### EXERCISE REQUIREMENTS
Look in the data below for the line that contains "385L601 364L588 355L568". Copy that line and the remaining lines exactly.

### MATERIAL TO PROCESS
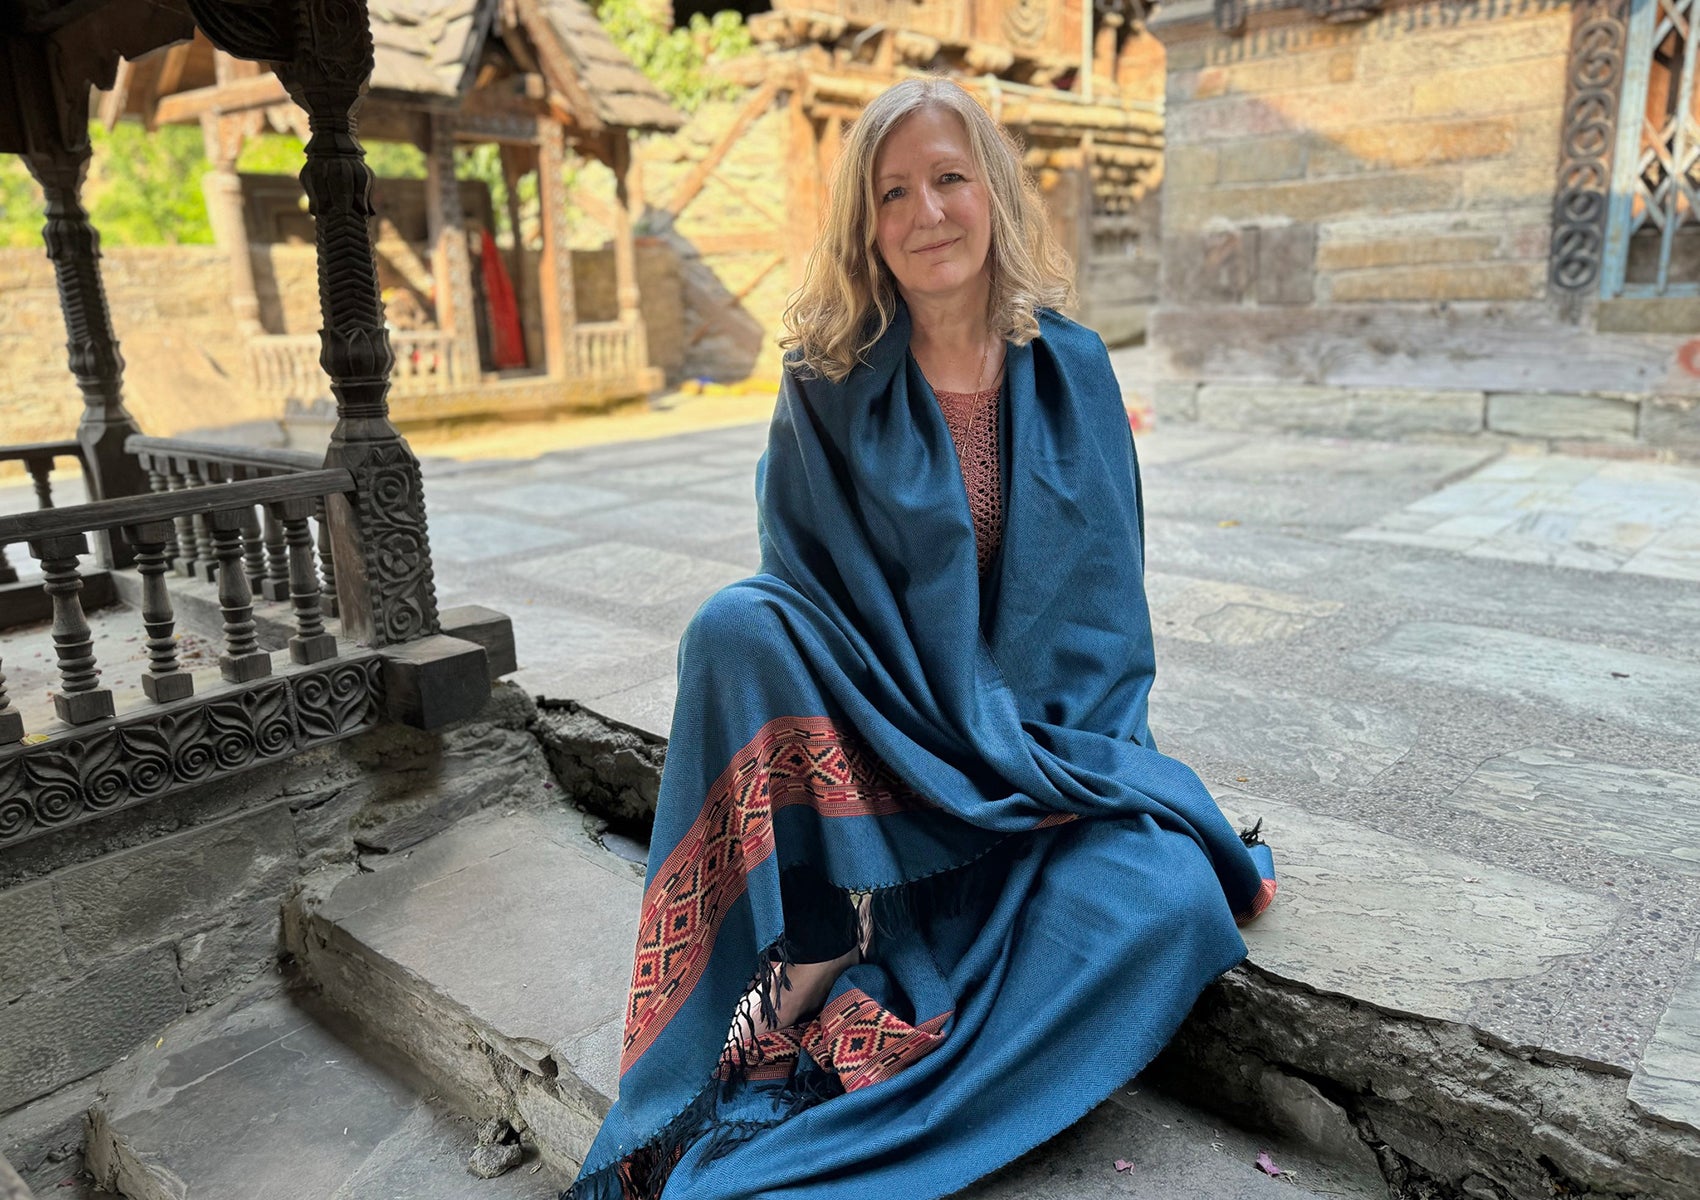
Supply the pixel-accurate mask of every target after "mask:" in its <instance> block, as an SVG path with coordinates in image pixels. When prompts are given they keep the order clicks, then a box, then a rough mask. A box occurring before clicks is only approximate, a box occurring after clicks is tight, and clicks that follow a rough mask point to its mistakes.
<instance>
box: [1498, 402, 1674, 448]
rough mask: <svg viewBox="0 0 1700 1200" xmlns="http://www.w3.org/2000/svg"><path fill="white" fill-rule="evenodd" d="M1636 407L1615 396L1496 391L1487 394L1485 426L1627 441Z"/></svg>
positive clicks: (1506, 432) (1545, 434) (1521, 432)
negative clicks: (1525, 392)
mask: <svg viewBox="0 0 1700 1200" xmlns="http://www.w3.org/2000/svg"><path fill="white" fill-rule="evenodd" d="M1639 408H1640V406H1639V405H1637V403H1635V401H1632V399H1617V398H1615V396H1574V394H1562V393H1550V394H1549V393H1496V394H1489V396H1487V428H1489V430H1493V432H1494V433H1516V435H1520V437H1576V439H1588V440H1630V439H1634V437H1635V416H1637V415H1639Z"/></svg>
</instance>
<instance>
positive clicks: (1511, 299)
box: [1328, 262, 1547, 304]
mask: <svg viewBox="0 0 1700 1200" xmlns="http://www.w3.org/2000/svg"><path fill="white" fill-rule="evenodd" d="M1545 284H1547V270H1545V263H1521V262H1506V263H1493V265H1477V267H1460V265H1425V267H1391V269H1385V270H1363V272H1353V274H1350V275H1336V277H1333V279H1331V280H1329V286H1328V294H1329V297H1331V299H1333V301H1334V303H1336V304H1350V303H1363V301H1428V303H1433V301H1472V299H1474V301H1515V299H1523V301H1527V299H1538V297H1540V296H1542V294H1544V292H1545Z"/></svg>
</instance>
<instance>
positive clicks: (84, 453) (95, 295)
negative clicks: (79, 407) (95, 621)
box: [22, 133, 148, 566]
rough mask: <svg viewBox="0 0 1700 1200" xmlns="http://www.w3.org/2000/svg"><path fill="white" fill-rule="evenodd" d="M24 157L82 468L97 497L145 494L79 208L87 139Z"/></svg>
mask: <svg viewBox="0 0 1700 1200" xmlns="http://www.w3.org/2000/svg"><path fill="white" fill-rule="evenodd" d="M22 158H24V165H26V167H29V172H31V173H32V175H34V177H36V180H37V182H39V184H41V190H42V195H44V197H46V201H48V224H46V226H44V228H42V240H44V241H46V243H48V258H51V260H53V274H54V277H56V279H58V284H59V308H61V309H63V311H65V335H66V342H65V345H66V350H70V364H71V374H73V376H75V377H77V386H78V389H80V391H82V393H83V415H82V420H80V422H78V425H77V440H78V442H80V444H82V447H83V466H85V469H87V473H88V479H90V483H92V484H94V495H95V498H116V496H139V495H144V493H146V491H148V479H146V476H144V474H143V473H141V464H139V462H136V459H134V457H131V456H129V454H126V452H124V439H127V437H129V435H131V433H136V432H139V430H138V428H136V418H134V416H131V415H129V410H126V408H124V355H121V354H119V348H117V337H116V335H114V333H112V314H111V311H109V309H107V299H105V284H104V282H102V280H100V235H97V233H95V228H94V224H92V223H90V221H88V212H87V211H85V209H83V202H82V185H83V177H85V175H87V172H88V139H87V133H83V134H82V138H80V139H78V143H77V144H71V146H65V144H54V146H48V148H42V150H41V151H37V153H29V155H24V156H22ZM99 541H100V544H102V552H100V561H102V564H105V566H129V551H127V547H124V546H122V542H117V544H107V539H105V537H100V539H99Z"/></svg>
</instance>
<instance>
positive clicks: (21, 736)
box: [0, 663, 24, 746]
mask: <svg viewBox="0 0 1700 1200" xmlns="http://www.w3.org/2000/svg"><path fill="white" fill-rule="evenodd" d="M14 741H24V714H22V712H19V710H17V709H14V707H12V700H10V697H7V693H5V670H3V663H0V746H10V744H12V743H14Z"/></svg>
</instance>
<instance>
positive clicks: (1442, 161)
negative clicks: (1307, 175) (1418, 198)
mask: <svg viewBox="0 0 1700 1200" xmlns="http://www.w3.org/2000/svg"><path fill="white" fill-rule="evenodd" d="M1515 144H1516V122H1515V121H1513V119H1511V117H1481V119H1470V121H1402V122H1399V124H1372V126H1360V127H1355V129H1341V131H1338V133H1333V134H1329V136H1328V138H1317V139H1316V141H1314V144H1312V146H1311V158H1309V168H1307V173H1309V175H1311V178H1321V177H1328V175H1357V173H1360V172H1372V170H1411V168H1416V167H1435V165H1440V163H1460V161H1472V160H1477V158H1499V156H1504V155H1510V153H1511V150H1513V148H1515Z"/></svg>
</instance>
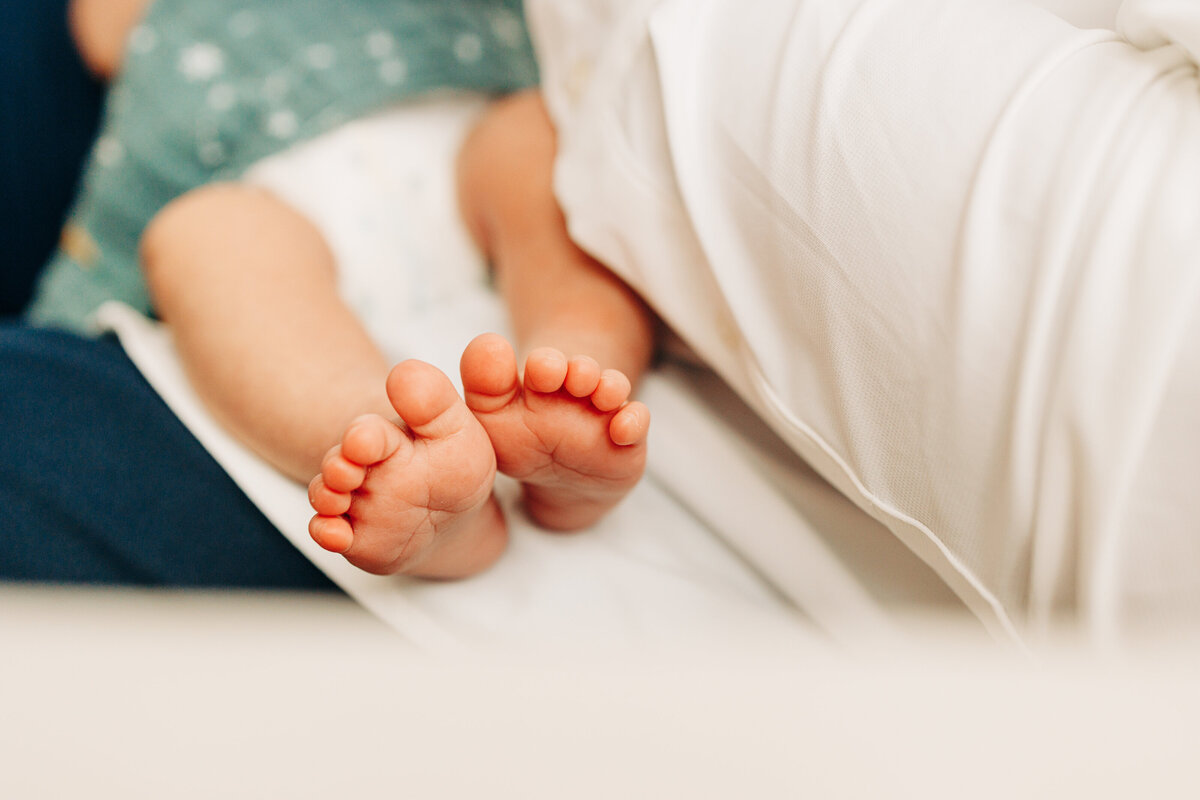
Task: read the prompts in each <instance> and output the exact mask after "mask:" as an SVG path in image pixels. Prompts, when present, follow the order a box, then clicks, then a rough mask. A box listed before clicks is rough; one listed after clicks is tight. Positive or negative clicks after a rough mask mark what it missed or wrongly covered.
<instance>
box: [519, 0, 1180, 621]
mask: <svg viewBox="0 0 1200 800" xmlns="http://www.w3.org/2000/svg"><path fill="white" fill-rule="evenodd" d="M1046 5H1048V6H1052V7H1057V8H1055V10H1057V11H1060V12H1061V13H1063V14H1067V16H1070V17H1072V18H1076V19H1079V22H1080V23H1081V24H1088V25H1103V24H1104V22H1105V20H1106V19H1108V20H1111V18H1112V11H1114V6H1115V4H1102V6H1098V7H1097V10H1096V11H1094V12H1092V13H1081V12H1082V11H1086V10H1081V8H1080V7H1079V5H1078V4H1070V2H1067V1H1066V0H1048V2H1046ZM529 12H530V13H529V18H530V22H532V24H533V28H534V31H535V34H536V36H535V38H536V43H538V48H539V60H540V62H541V65H542V76H544V84H545V94H546V97H547V102H548V104H550V107H551V110H552V115H553V118H554V121H556V125H557V126H558V128H559V145H560V150H559V169H558V176H557V190H558V194H559V199H560V201H562V204H563V206H564V210H565V212H566V215H568V218H569V221H570V225H571V233H572V235H574V236H575V237H576V240H577V241H578V242H580V243H581V245H582V246H583V247H586V248H588V249H590V251H592V252H593V254H595V255H596V257H598V258H600V259H601V260H604V261H606V263H607V264H608V265H610V266H611V267H612V269H614V270H616V271H617V272H618V273H619V275H622V277H624V278H625V279H626V281H628V282H629V283H630V284H631V285H632V287H634V288H635V289H636V290H638V291H640V293H641V294H642V295H643V296H646V297H647V299H648V301H649V302H650V303H652V305H653V306H654V307H655V308H656V309H658V311H659V312H660V313H661V314H662V315H664V317H665V318H666V320H667V321H668V323H670V324H671V325H672V326H673V327H674V329H676V330H677V331H679V333H680V335H682V336H683V337H684V338H685V339H686V341H688V342H689V343H691V344H692V347H694V348H695V349H696V350H697V351H698V353H700V355H701V356H702V357H703V359H704V360H706V361H707V362H709V363H712V365H713V366H714V368H715V369H716V371H718V372H719V373H720V374H721V375H722V377H725V378H726V379H727V380H728V381H730V384H731V385H732V386H733V387H734V389H736V390H737V391H738V393H739V395H740V396H742V397H744V398H745V399H746V402H748V403H749V404H750V405H751V407H752V408H755V410H756V411H757V413H760V414H761V415H762V416H763V419H766V420H768V422H769V423H770V425H772V427H773V429H774V431H776V432H778V433H779V434H780V437H782V438H784V439H785V440H787V441H788V444H790V445H791V446H792V447H793V450H794V451H796V452H798V453H800V455H802V456H803V457H804V458H805V459H806V461H808V462H809V463H811V464H814V467H815V468H816V469H817V470H818V471H820V473H821V474H822V475H823V476H824V477H827V479H828V480H829V481H830V482H832V483H833V485H834V486H836V487H838V488H839V489H840V491H842V492H845V493H846V495H847V497H850V498H853V500H854V503H856V504H857V505H858V506H859V507H860V509H863V510H864V511H865V512H866V513H869V515H871V516H872V517H874V518H875V519H877V521H880V522H881V523H882V524H884V525H887V527H888V529H889V530H892V531H893V533H894V534H895V535H896V536H898V537H899V539H900V540H902V541H904V542H906V543H907V545H908V546H910V547H911V548H912V549H913V551H914V552H917V553H919V554H920V557H922V558H923V559H924V560H925V561H926V563H928V564H930V565H931V566H932V567H934V569H935V570H936V571H937V572H938V575H941V576H942V577H943V578H944V579H946V581H947V583H949V584H950V585H953V587H954V589H955V591H956V593H958V594H959V595H960V596H961V597H962V599H964V601H965V602H967V603H968V604H970V606H971V607H972V609H974V610H976V613H977V614H978V615H979V616H980V618H982V619H984V620H985V621H988V622H989V624H991V625H992V626H994V627H995V628H996V630H1006V631H1009V632H1013V633H1015V634H1019V636H1033V637H1038V636H1040V634H1044V633H1045V632H1046V631H1049V630H1052V628H1054V627H1055V626H1056V625H1057V624H1058V622H1060V621H1062V620H1063V619H1067V620H1072V621H1079V622H1082V624H1084V626H1085V628H1086V630H1087V631H1088V632H1090V633H1091V634H1092V636H1094V637H1097V638H1099V639H1112V638H1115V637H1117V636H1118V634H1121V633H1122V632H1126V631H1134V630H1138V628H1141V627H1142V626H1154V625H1178V624H1182V625H1186V626H1189V627H1190V628H1192V630H1194V628H1195V627H1196V626H1198V624H1200V536H1196V530H1198V527H1200V522H1198V519H1200V501H1198V498H1200V493H1198V492H1196V491H1195V488H1194V482H1195V475H1196V471H1198V470H1196V458H1198V457H1200V456H1198V453H1200V426H1196V425H1195V421H1194V409H1195V407H1196V402H1195V401H1196V397H1198V396H1200V345H1198V339H1200V329H1198V323H1200V320H1198V318H1200V269H1198V265H1200V264H1198V259H1200V193H1198V186H1200V148H1198V145H1196V142H1200V92H1198V79H1196V65H1195V61H1194V53H1195V52H1196V43H1198V42H1200V4H1195V2H1187V1H1171V0H1127V2H1124V4H1122V5H1121V8H1120V12H1118V14H1117V25H1118V28H1120V30H1121V31H1122V32H1123V34H1124V37H1126V38H1122V35H1121V34H1118V32H1117V31H1115V30H1111V29H1108V30H1105V29H1103V28H1097V29H1085V28H1079V26H1075V25H1073V24H1070V23H1068V22H1067V20H1066V19H1063V18H1062V17H1060V16H1057V14H1056V13H1050V11H1048V10H1046V8H1043V7H1040V5H1039V4H1038V2H1030V1H1027V0H972V1H970V2H964V1H962V0H905V1H899V0H762V1H761V2H754V4H744V2H737V1H736V0H580V1H578V2H574V4H556V2H553V1H552V0H532V2H530V4H529ZM1068 12H1069V13H1068ZM598 29H604V30H608V31H611V35H610V36H607V37H605V36H595V35H594V32H593V31H595V30H598ZM600 163H602V164H605V168H604V170H598V169H596V168H595V166H596V164H600Z"/></svg>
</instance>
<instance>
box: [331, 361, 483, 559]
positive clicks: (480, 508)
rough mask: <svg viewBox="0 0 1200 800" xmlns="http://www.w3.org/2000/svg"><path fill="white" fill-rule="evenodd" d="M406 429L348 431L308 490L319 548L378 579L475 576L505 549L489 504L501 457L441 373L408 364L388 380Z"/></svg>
mask: <svg viewBox="0 0 1200 800" xmlns="http://www.w3.org/2000/svg"><path fill="white" fill-rule="evenodd" d="M386 389H388V397H389V399H390V401H391V404H392V407H394V408H395V409H396V414H397V415H400V419H401V420H402V421H403V425H397V423H396V422H392V421H390V420H385V419H384V417H382V416H378V415H368V416H362V417H359V419H358V420H355V421H354V422H352V423H350V425H349V427H348V428H347V429H346V432H344V434H343V435H342V441H341V444H340V445H337V446H335V447H334V449H332V450H330V451H329V455H326V456H325V461H324V463H323V464H322V470H320V474H319V475H318V476H317V477H314V479H313V480H312V482H311V483H310V485H308V500H310V503H311V504H312V507H313V509H314V510H316V511H317V516H314V517H313V518H312V521H311V522H310V524H308V531H310V534H311V535H312V537H313V540H316V542H317V543H318V545H320V546H322V547H324V548H325V549H328V551H332V552H335V553H341V554H342V555H344V557H346V559H347V560H348V561H350V563H352V564H354V565H355V566H358V567H360V569H362V570H366V571H367V572H374V573H379V575H390V573H395V572H404V573H408V575H416V576H421V577H428V578H455V577H463V576H468V575H474V573H475V572H479V571H481V570H484V569H486V567H487V566H490V565H491V564H492V563H493V561H494V560H496V559H497V558H499V555H500V553H502V552H503V549H504V545H505V540H506V531H505V525H504V518H503V516H502V513H500V509H499V506H498V504H497V503H496V500H494V498H492V482H493V479H494V476H496V456H494V453H493V450H492V444H491V441H490V440H488V437H487V433H486V432H485V431H484V428H482V427H481V426H480V423H479V422H478V421H476V420H475V417H474V415H473V414H472V413H470V410H468V408H467V407H466V405H464V404H463V402H462V399H460V397H458V393H457V391H455V387H454V385H452V384H451V383H450V380H449V379H448V378H446V377H445V375H444V374H443V373H442V372H440V371H438V369H437V368H436V367H432V366H430V365H427V363H424V362H421V361H404V362H402V363H400V365H397V366H396V367H395V368H394V369H392V371H391V374H390V375H389V377H388V384H386Z"/></svg>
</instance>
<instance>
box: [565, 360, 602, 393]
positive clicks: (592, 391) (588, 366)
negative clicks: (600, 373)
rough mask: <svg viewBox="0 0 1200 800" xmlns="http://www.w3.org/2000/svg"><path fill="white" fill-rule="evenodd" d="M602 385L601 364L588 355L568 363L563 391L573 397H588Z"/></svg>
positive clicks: (568, 362) (571, 360) (566, 370)
mask: <svg viewBox="0 0 1200 800" xmlns="http://www.w3.org/2000/svg"><path fill="white" fill-rule="evenodd" d="M599 385H600V363H599V362H598V361H596V360H595V359H590V357H588V356H586V355H577V356H574V357H571V360H570V361H568V363H566V379H565V380H563V389H565V390H566V393H568V395H570V396H571V397H588V396H589V395H592V392H594V391H595V390H596V386H599Z"/></svg>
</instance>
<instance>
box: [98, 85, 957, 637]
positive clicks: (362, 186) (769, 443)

### COMPLETED EXERCISE
rough mask: <svg viewBox="0 0 1200 800" xmlns="http://www.w3.org/2000/svg"><path fill="white" fill-rule="evenodd" d="M602 385L601 364L588 355L568 363L563 391L573 397H588Z"/></svg>
positive clicks: (568, 362) (571, 360) (566, 370)
mask: <svg viewBox="0 0 1200 800" xmlns="http://www.w3.org/2000/svg"><path fill="white" fill-rule="evenodd" d="M599 385H600V363H599V362H598V361H596V360H595V359H590V357H588V356H586V355H577V356H574V357H571V360H570V361H568V363H566V379H565V380H563V389H565V390H566V393H568V395H570V396H571V397H588V396H589V395H592V392H594V391H595V390H596V386H599Z"/></svg>
</instance>
<instance>
box: [98, 85, 957, 637]
positive clicks: (362, 186) (769, 443)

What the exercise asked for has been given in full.